_TRECHO DA PÁGINA_.
━━━━

O problema é a concessão
por Renato HermsdorffBoa Sorte tem uma pegada indie pop, que passa ao largo das comédias e cinebiografias que pipocam na produção nacional. A despeito do esforço aparente em soar diferente, a aposta em um gênero novo – se não inédito, pouco explorado – é, por si só, um mérito. E a estreia de Carolina Jabor (O Mistério do Samba) no comando de um longa-metragem de ficção é resultado de uma direção firme, com planos irreverentes, trilha sonora moderninha, e um belo trabalho de animação para retratar o diário da protagonista que trazem um frescor para tela verde e amarela de cinema.
A escolha de um texto do escritor, roteirista e cineasta porto-alegrense Jorge Furtado como base (o conto “Frontal com Fanta”) é outro acerto. Furtado, que assina o roteiro do filme ao lado do filho Pedro, é um dos cronistas mais relevantes do cenário nacional, e consegue traduzir como poucos o cotidiano da juventude de maneira tocante e bem-humorada – a exemplo de Saneamento Básico, O Filme, Meu Tio Matou um Cara, O Homem que Copiava, Houve uma Vez Dois Verões.
Deborah Secco, a atriz protagonista, tem percorrido o país divulgando o filme para dizer que Boa Sorte é um "divisor de águas" na sua carreira. E ela tem razão. Produtora associada da obra, ela faz da personagem Judite a porta de entrada para o cinema considerado “sério” – assim como algumas atrizes de Hollywood costumam fazer visando ao Oscar. Ela emagreceu cerca de 11 quilos para o papel e assume riscos ao associar sua imagem à de uma dependente química soropositiva sem perspectiva de vida.
É por ela que o adolescente João (João Pedro Zappa) se apaixona. Ele é um sinal dos tempos: ignorado pelos pais, apresenta problemas comportamentais e, como é mais fácil terceirizar o cuidado com os filhos, acaba sendo encaminhado para uma clínica psiquiátrica, onde é diagnosticado com depressão (uma doença, de fato, como é sabido). Internado, ele começa a estabelecer uma relação de afeto com a tal Judite, que, por sua vez, teme que sua iminente morte abale a saúde mental de João.

━━━━

_USANDO AS INFORMAÇÕES_.
(1) De acordo com a crítica do filme Boa Sorte, quantos quilos Deborah Secco emagreceu para o papel?
(2) Traduza para o inglês a seguinte frase da crítica do filme Boa Sorte: "É por ela que o adolescente João (João Pedro Zappa) se apaixona."
(3) Dê continuidade à crítica do filme Boa Sorte a partir do ponto em que ela para.

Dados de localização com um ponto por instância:
━━━━

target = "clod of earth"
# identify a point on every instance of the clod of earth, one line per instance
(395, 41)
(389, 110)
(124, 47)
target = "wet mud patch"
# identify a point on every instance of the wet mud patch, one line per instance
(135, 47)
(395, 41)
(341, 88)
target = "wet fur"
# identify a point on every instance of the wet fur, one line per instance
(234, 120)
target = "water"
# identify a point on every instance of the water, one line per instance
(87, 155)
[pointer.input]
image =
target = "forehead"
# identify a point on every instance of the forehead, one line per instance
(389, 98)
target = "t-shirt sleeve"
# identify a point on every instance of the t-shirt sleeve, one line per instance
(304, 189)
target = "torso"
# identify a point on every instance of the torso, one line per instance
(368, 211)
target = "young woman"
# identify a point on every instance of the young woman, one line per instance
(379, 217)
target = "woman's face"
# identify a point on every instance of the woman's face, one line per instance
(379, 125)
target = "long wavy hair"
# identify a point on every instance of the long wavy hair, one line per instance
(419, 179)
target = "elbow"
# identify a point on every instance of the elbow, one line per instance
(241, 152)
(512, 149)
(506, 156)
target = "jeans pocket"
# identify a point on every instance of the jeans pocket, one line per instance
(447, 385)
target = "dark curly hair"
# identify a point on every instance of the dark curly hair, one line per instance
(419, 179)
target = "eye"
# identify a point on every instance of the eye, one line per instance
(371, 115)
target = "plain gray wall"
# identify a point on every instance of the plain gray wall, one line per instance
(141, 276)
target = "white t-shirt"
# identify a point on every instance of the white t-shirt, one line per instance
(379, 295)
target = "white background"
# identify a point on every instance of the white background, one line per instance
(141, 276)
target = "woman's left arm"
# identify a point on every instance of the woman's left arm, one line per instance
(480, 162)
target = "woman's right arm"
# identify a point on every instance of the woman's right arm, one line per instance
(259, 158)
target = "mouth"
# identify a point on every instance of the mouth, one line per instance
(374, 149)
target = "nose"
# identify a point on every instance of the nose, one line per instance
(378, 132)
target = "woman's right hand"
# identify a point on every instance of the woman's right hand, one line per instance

━━━━

_RESPOSTAS_.
(1) Cerca de 11 quilos.

(2) It is with her that the teenager João (João Pedro Zappa) falls in love.

(3)
Até aí, tudo bem. Mas o ato final é digno do pior folhetim. Mastigado, explicado demais, o rumo que o filme toma o iguala a qualquer produção televisiva (leia novela), quando é tirado do espectador o benefício da dúvida, a capacidade de refletir e debater. E pior: acompanhado de uma lição de moral que vai na contramão do respeito e aceitação ao paciente soropositivo que o filme constrói ao longo da projeção no momento em que João (spoiler) faz questão de dizer que não se contaminou.
Pode, então, uma parte (o final), ser tomada como o todo (o filme) na hora do juízo? No caso de Boa Sorte, a resposta é sim, porque é um filme que se pretende diferente, mas nivela-se por baixo ao fazer concessões.
No mais, é se deliciar com mais uma atuação de Fernanda Montenegro, em uma participação pequena como a avó de Judite; e ficar de olho em Pablo Sanábio, o jovem ator que faz brilhantemente o papel de um dos internos da clínica.
Filme visto no Festival de Paulínia, em julho de 2014.